- **TASK BRIEF**
Render every entry exactly as it appears.

- **DATA EXTRACT**

* * * * * * * * *

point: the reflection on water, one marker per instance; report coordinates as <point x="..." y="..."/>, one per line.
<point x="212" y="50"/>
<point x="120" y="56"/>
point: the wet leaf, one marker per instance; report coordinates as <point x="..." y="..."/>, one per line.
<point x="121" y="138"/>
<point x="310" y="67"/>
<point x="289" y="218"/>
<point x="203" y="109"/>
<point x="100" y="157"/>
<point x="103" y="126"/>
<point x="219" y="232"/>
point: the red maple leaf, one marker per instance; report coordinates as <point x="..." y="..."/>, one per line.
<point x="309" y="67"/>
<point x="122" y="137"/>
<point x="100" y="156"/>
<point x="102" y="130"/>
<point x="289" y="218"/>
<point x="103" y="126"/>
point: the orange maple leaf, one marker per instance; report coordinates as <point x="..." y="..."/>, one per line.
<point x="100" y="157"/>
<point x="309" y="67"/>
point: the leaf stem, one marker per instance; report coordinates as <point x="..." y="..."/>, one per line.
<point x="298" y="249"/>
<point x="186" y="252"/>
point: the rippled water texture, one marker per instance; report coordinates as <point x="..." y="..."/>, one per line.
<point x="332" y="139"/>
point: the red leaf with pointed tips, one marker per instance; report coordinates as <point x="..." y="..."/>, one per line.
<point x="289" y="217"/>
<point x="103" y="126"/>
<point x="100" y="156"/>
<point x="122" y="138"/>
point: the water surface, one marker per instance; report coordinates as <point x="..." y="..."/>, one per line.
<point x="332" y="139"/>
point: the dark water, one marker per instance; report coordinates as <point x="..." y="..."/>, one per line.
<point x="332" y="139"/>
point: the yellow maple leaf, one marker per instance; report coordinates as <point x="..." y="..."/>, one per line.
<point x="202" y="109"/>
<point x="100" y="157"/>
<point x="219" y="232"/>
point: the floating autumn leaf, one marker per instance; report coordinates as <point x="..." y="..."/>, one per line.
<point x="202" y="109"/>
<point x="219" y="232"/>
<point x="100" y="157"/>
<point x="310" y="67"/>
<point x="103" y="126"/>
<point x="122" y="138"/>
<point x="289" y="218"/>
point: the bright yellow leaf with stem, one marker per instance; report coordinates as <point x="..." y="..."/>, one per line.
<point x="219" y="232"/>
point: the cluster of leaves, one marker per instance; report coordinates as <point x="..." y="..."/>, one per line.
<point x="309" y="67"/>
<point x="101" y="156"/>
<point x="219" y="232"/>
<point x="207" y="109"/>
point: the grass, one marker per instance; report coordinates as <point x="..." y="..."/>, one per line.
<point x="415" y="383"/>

* * * * * * * * *

- **PROBLEM SOLUTION**
point: the reflection on water, one marker per instance; report coordinates as <point x="..." y="..."/>, one per line.
<point x="212" y="50"/>
<point x="120" y="56"/>
point: the wet leaf, one marker per instance; report coordinates as <point x="..." y="..."/>, one per line.
<point x="121" y="138"/>
<point x="310" y="67"/>
<point x="289" y="218"/>
<point x="203" y="109"/>
<point x="100" y="157"/>
<point x="103" y="126"/>
<point x="219" y="232"/>
point: the red maple leaf, one marker per instance; report coordinates as <point x="..." y="..."/>, one per line.
<point x="309" y="67"/>
<point x="122" y="137"/>
<point x="100" y="156"/>
<point x="102" y="130"/>
<point x="289" y="218"/>
<point x="103" y="126"/>
point: the orange maple leaf, one marker per instance; report coordinates as <point x="..." y="..."/>, one per line.
<point x="100" y="157"/>
<point x="309" y="67"/>
point: the leaf stem, one marker per instance; report coordinates as <point x="..." y="..."/>, one per line.
<point x="298" y="249"/>
<point x="186" y="252"/>
point: the rippled water texture, one marker per instance; report coordinates as <point x="..." y="..."/>, one per line.
<point x="332" y="139"/>
point: the red leaf with pointed tips, one marker per instance; report coordinates as <point x="..." y="..."/>, one per line.
<point x="289" y="217"/>
<point x="103" y="126"/>
<point x="100" y="156"/>
<point x="122" y="138"/>
point: the water surface, one marker per instance; report coordinates as <point x="..." y="..."/>, one per line.
<point x="332" y="139"/>
point: the dark water, one marker per instance; report coordinates as <point x="..." y="..."/>, one per line.
<point x="332" y="139"/>
point: the yellow maple leaf, one marker per instance; report coordinates as <point x="..." y="..."/>, one per line.
<point x="202" y="109"/>
<point x="100" y="157"/>
<point x="219" y="232"/>
point: the floating autumn leaf, one marker per instance; report coordinates as <point x="..." y="..."/>, one per line.
<point x="202" y="109"/>
<point x="219" y="232"/>
<point x="100" y="157"/>
<point x="310" y="67"/>
<point x="103" y="126"/>
<point x="122" y="138"/>
<point x="289" y="218"/>
point: the bright yellow leaf with stem, one marker per instance; report coordinates as <point x="..." y="..."/>, one per line.
<point x="219" y="232"/>
point: the cluster of leaves, one marker per instance; report coordinates as <point x="..." y="..."/>, one per line.
<point x="309" y="67"/>
<point x="101" y="156"/>
<point x="219" y="232"/>
<point x="207" y="109"/>
point: the grass, one marker per instance; report coordinates as <point x="..." y="..."/>, one per line.
<point x="415" y="383"/>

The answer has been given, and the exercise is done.